# SHORT PROBLEM
Count the lines in the rows below that contain the string "trunk", with case counting. Give only the number.

○ ○ ○ ○

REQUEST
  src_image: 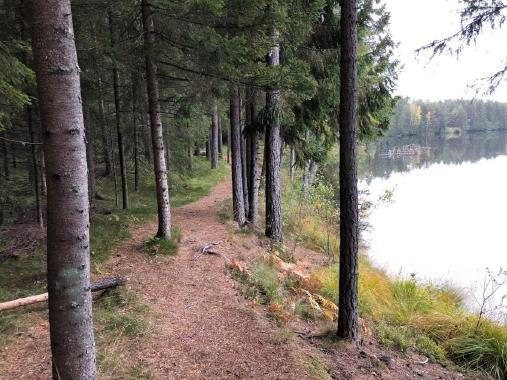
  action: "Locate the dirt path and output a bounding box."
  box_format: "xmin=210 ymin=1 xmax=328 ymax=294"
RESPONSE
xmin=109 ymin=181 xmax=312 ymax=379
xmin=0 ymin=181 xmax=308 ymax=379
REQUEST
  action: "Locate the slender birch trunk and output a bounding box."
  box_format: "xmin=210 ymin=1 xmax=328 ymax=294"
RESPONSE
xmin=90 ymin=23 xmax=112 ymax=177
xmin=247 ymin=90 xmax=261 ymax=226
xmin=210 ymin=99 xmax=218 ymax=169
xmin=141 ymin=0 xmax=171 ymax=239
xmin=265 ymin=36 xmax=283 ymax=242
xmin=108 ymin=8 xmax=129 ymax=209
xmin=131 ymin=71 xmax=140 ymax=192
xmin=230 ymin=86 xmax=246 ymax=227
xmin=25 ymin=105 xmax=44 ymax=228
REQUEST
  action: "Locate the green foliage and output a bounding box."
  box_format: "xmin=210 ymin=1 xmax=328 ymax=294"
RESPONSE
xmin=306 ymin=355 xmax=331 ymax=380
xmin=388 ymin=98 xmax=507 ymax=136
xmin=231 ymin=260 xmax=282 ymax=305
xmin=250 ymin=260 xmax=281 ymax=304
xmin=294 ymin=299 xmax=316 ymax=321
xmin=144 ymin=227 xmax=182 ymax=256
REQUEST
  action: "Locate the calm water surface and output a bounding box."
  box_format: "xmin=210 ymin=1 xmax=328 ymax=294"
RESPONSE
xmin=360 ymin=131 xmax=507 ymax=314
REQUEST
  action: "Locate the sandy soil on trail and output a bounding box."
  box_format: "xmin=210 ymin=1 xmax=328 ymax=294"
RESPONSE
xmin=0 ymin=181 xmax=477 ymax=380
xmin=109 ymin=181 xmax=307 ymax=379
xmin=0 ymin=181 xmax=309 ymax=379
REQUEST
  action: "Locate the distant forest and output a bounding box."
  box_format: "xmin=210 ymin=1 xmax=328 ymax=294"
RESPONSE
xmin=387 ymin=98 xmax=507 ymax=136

○ ○ ○ ○

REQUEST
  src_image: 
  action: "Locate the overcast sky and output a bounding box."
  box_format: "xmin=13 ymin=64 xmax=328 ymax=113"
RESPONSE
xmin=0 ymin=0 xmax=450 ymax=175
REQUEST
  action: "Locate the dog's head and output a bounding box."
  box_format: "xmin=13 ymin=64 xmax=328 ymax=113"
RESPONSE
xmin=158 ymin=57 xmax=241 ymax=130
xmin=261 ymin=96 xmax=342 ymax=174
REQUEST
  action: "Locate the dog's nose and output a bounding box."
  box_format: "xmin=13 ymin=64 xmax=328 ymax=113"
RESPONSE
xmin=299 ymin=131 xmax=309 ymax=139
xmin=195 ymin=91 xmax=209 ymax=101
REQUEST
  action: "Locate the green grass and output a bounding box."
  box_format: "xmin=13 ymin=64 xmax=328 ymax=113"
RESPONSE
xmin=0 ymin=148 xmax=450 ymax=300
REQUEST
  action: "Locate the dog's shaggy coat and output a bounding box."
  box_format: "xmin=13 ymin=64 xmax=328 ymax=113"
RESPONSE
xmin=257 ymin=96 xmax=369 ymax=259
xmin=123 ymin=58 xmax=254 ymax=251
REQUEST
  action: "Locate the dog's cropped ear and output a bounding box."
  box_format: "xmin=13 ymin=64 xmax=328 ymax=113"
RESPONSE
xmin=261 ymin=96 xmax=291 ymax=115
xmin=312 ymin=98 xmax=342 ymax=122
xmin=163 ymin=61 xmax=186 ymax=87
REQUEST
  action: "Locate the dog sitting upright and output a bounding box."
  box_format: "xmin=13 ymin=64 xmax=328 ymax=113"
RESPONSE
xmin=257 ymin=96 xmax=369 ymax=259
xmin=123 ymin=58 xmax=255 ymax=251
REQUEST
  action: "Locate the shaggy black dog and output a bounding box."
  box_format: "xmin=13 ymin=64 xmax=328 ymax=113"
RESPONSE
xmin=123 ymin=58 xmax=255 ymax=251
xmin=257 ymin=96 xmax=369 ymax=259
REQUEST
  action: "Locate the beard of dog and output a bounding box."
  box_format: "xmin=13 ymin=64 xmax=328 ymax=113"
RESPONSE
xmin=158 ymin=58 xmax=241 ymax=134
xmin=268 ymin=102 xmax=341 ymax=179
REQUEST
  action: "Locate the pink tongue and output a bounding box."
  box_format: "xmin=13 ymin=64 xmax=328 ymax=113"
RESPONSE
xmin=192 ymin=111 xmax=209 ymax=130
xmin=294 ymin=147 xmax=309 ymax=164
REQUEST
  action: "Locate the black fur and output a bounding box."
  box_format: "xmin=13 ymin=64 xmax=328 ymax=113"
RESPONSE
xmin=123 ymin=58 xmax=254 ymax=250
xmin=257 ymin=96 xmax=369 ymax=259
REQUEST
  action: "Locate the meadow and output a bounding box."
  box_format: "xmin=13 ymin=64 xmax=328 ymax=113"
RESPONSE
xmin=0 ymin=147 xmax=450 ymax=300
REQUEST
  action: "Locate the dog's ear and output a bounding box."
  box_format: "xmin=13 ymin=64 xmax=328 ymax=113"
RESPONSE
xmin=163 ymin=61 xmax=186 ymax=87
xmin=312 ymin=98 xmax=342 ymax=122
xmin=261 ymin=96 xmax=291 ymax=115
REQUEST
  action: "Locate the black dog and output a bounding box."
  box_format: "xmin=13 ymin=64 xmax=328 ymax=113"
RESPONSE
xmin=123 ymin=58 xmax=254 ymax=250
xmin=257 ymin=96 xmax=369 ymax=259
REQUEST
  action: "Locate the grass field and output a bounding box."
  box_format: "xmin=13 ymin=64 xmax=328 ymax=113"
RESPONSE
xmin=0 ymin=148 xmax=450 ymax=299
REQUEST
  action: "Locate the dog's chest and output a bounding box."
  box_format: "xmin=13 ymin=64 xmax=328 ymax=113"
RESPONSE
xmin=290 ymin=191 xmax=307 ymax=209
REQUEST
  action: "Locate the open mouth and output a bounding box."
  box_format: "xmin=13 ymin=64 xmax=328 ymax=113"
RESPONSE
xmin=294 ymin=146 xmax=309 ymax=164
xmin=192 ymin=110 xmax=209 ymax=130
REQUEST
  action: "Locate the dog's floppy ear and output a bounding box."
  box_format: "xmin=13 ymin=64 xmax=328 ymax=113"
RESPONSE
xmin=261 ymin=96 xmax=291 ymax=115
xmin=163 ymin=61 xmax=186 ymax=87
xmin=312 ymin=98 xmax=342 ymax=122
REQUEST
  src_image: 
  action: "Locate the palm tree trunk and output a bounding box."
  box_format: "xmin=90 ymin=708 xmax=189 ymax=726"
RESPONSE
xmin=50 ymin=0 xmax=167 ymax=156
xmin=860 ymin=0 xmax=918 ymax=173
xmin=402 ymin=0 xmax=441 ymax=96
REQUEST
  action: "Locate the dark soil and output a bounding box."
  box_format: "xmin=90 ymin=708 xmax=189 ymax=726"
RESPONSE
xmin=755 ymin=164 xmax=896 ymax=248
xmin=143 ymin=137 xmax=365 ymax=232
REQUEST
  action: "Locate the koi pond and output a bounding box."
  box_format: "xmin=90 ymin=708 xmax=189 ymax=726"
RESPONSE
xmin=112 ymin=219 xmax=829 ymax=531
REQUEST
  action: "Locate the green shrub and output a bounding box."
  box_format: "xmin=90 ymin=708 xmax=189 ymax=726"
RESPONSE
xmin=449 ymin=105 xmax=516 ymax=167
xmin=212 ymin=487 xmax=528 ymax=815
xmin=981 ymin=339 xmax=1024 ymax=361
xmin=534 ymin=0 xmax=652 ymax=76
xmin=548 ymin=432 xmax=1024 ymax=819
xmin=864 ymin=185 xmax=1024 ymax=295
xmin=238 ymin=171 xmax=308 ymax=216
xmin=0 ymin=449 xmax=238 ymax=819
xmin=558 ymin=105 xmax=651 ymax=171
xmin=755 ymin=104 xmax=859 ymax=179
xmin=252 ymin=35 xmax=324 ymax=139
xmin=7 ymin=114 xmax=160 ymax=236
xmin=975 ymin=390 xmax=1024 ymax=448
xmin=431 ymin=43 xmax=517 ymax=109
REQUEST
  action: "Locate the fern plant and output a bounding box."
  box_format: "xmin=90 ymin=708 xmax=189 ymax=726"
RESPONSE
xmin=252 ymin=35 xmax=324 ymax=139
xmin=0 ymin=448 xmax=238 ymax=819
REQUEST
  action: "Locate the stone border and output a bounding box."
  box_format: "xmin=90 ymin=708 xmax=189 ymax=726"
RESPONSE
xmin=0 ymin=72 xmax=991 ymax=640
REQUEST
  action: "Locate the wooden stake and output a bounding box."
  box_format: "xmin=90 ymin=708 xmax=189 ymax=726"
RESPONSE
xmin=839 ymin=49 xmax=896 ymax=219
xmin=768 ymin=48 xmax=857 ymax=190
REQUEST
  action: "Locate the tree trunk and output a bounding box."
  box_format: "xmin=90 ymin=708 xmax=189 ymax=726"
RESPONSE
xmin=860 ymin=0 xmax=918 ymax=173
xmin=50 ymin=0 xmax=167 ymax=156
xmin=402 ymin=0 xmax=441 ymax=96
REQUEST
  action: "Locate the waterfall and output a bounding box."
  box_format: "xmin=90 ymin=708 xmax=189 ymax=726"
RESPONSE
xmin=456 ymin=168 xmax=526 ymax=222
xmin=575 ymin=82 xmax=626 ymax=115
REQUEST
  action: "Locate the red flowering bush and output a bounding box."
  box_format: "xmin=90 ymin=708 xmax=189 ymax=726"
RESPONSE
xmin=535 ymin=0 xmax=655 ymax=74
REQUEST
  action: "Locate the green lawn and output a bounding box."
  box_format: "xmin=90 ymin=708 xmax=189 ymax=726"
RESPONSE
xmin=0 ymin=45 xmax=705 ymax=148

○ ○ ○ ○

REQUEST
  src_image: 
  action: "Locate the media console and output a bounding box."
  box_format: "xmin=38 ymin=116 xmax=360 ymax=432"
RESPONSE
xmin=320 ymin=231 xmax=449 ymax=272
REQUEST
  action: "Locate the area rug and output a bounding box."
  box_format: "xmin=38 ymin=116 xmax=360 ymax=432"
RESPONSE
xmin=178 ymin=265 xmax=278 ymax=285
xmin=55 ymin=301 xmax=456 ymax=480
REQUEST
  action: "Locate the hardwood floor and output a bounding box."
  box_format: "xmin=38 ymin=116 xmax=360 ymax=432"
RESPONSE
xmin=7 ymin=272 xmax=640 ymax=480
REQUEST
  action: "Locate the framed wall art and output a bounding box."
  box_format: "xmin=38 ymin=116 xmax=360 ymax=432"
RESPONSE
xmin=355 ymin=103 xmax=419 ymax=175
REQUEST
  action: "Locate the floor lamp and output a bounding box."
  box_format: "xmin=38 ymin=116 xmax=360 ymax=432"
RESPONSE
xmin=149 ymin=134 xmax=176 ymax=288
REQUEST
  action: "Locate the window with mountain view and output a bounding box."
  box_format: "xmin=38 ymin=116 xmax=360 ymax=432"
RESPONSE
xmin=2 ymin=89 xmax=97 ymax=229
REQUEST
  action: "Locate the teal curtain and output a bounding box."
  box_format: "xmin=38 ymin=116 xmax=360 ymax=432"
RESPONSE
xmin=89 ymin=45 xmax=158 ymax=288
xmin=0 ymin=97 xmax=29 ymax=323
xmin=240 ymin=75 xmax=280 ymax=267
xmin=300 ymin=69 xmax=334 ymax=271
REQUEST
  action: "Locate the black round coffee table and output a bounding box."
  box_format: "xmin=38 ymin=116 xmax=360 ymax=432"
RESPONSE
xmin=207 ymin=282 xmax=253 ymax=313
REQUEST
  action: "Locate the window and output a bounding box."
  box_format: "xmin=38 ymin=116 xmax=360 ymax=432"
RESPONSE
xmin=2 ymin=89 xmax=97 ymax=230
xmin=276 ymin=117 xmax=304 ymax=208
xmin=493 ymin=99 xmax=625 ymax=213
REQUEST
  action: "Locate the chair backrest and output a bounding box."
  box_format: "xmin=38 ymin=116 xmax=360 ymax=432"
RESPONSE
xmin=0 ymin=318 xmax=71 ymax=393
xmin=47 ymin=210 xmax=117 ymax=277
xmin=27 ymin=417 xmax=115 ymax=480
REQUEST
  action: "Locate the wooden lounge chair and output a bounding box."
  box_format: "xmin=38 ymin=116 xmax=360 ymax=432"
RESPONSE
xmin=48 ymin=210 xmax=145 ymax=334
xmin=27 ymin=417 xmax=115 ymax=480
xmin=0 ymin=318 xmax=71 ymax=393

○ ○ ○ ○

# ANSWER TO THIS TASK
3